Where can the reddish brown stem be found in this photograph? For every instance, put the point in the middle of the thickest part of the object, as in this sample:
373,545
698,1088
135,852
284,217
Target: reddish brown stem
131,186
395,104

◇ ◇ ◇ ◇

→ What you need to do
Can you arrange every line of the records above as a numbered list, leaving out any blank lines?

→ Task result
1. Where can the reddish brown stem be found in this photograph? For every instance, put the point in the middle of the thickest part of the object, as in this sample:
2. 373,545
3. 698,1088
4. 135,852
5. 284,217
6. Target: reddish brown stem
7. 131,186
8. 395,104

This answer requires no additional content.